▶ [Requirement]:
Put each nonblank line of the listing into a Markdown table with the columns Number and Entry, where Number counts the rows and Entry holds the line.

──────

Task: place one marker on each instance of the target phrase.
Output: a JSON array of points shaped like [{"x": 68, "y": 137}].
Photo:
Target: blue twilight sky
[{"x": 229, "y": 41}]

──────

▶ [Result for this exercise]:
| Number | Entry |
|---|---|
| 1 | Task: place one marker on each instance of the target phrase. |
| 2 | Output: a JSON array of points shaped like [{"x": 68, "y": 137}]. |
| 3 | Photo: |
| 4 | Target: blue twilight sky |
| 5 | [{"x": 229, "y": 41}] |